## Metin parçası:
• • •
Köşe Yazıları

Her Gününüz Bayram Olsun

Biz mi yaşlanıyoruz yoksa zaman mı durmadan hayatımızı harmanlıyor bilemiyorum. Ama şu bayram günlerinde çocukluğunu hatırlamayan o güzel yılları özlemeyen var mıdır? Sadece çocukluğu özlemek değil bu. Her bayram günleri beni çoğu zaman alıp o yıllara götürür.

Ya çocuklara ne demeli. Bayramların en değişmez kahramanlar her zaman onlar olmuştur. Bu nedenle eski bayramlar her çocuğun gönlünde özel bir günlerdir. Evden eve koşturulan bayram ziyaretlerini, çocuk ordusuyla bir olup komşu gezmeleri, evleri dolduran konukları, aile büyüklerimiz ve arkadaşlarımızla birlikte geçirdiğimiz dertsiz tasasız çılgınca eğlenmeleri de unutabilir miyiz. Her bayramda alınan bayramlık giysiler, yeni ayakkabılar da hepimizin anılarında çok özel yer tutar. EL öpmelerle, bahşişlerle süslenen çocukluk zevkleri de cabası.

Her bayram sabahı, o günün bir bayram günü olarak farklı olduğunu hatırlatan konuklar evlerimize dolar, herkes birbirinin hatırını sorardı. Sonra ortak hatırlarla koyulaşan sohbetler, lokum ve kahve ikramlarıyla; dahası tepsi tepsi baklavalarla sona ererdi.

Televizyonda duydum, giderek her evin vazgeçilmezi olan baklavaların bir dilimi marketlerde 40 liraya varan fiyatlarla satılıyormuş. Eğer öyleyse tıpkı evlerimizi dolduran sevgili konuklarımız gibi baklavalar, kadayıflar ve bayramların simgesi çoğu yiyecekler de terk edecek evlerimizi.

Şimdi belki daha çok imkanlarımız var ama eskilerin yaptığı samimi sohbetlerin tadını alabiliyor muyuz? Hepimiz birer gezgin turist gibi yurdun dört bucağına savrulunca zaten bütün alenin bir araya toplanması mümkün mü? Olsa olsa uzaktakilerle görüntülü telefon görüşmeleri yaparsınız. O da yan yana olmanın sıcaklığını asla vermez…

Diğer yandan çalışan insanlar için de çocuklar için de bayram günleri artık bir tatil olarak görülmeye başladı. Okullar gibi iş yerleri de kapanınca imkanı olanlar belki de bir sahil oteline ya da bir dağ evine atıyor kendini. Tatile çıkamayanlar da çoğu zaman o büyük aile buluşmalarından mahrum kalabilir. Çünkü özellikle büyüyen kentlerdeki dev apartmanlarda artık hiç tanımadığımız komşular oturuyor. Olsa olsa birkaçıyla bir araya gelip kısa ziyaretlerle geçiştirenler de vardır. O eski bayram tadını boş yere aramaya gerek yok.
• • •
Bir veri kümesinden kayıtlar:
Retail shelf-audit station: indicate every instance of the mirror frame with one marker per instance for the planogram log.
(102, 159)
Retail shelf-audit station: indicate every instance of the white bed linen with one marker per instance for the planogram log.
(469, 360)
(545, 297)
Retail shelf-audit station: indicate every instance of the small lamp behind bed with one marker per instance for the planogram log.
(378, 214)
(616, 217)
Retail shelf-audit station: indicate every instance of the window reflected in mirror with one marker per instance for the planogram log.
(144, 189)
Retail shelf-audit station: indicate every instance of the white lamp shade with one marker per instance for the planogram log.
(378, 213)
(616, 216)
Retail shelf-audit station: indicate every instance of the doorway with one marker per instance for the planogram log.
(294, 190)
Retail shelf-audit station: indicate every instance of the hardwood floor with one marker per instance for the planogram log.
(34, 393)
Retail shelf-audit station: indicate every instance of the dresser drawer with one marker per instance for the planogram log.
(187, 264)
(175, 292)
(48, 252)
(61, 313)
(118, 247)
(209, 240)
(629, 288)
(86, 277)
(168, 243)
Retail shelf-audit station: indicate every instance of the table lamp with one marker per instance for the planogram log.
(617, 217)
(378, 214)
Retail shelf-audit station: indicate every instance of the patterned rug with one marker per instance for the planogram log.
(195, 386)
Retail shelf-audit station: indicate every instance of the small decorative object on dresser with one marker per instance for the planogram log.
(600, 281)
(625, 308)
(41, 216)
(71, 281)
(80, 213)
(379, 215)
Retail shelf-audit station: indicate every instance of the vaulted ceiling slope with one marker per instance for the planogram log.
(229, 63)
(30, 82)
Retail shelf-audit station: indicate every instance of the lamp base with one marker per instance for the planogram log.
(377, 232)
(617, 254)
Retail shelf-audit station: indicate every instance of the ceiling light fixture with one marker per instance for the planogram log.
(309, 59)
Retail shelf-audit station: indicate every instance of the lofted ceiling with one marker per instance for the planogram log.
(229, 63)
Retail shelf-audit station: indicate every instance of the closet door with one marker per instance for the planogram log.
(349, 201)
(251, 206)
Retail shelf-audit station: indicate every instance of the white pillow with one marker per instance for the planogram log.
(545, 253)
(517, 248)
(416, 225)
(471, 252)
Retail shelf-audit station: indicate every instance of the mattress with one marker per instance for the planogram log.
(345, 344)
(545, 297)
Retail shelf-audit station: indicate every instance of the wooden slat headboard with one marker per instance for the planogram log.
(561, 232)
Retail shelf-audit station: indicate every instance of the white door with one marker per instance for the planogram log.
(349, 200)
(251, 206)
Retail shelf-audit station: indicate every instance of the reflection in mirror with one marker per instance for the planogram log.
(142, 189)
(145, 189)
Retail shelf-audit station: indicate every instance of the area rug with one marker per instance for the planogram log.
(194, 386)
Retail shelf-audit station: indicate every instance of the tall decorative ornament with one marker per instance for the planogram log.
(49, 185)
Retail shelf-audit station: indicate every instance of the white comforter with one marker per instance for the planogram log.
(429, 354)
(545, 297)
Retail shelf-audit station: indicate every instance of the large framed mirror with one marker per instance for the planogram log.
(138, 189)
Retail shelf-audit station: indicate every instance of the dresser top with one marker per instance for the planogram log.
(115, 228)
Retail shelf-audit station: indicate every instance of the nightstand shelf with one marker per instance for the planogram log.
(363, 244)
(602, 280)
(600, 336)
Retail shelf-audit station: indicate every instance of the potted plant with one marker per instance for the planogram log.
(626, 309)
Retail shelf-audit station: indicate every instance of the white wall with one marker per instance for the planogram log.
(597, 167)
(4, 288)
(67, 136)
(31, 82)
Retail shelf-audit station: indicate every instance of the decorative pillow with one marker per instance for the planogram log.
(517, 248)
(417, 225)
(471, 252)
• • •
## Yazılı soru:
Bayram yazısına göre şu soruları yanıtlayın:
(a) Televizyonda duyulana göre baklavanın bir dilimi marketlerde kaç liraya varan fiyatlarla satılıyormuş?
(b) Uzaktakilerle yapılan görüntülü telefon görüşmeleri neyi asla vermez?
(c) Okullar ve iş yerleri kapanınca imkânı olanlar kendini nereye atıyor?

## Alıştırma sonucu:
(a) 40 liraya varan fiyatlarla.
(b) Yan yana olmanın sıcaklığını.
(c) Bir sahil oteline ya da bir dağ evine.